Task brief - The response is to be the full listing, set down exactly.

··· Dataset records ···

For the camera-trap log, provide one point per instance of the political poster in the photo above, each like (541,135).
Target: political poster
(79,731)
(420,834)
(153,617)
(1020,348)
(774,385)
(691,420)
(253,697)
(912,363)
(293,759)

···

Response below -
For the camera-trap log, provide one point per instance of the political poster in the photo above, each like (541,135).
Target: political poster
(79,731)
(420,834)
(153,617)
(1020,348)
(774,385)
(691,420)
(253,697)
(912,363)
(293,759)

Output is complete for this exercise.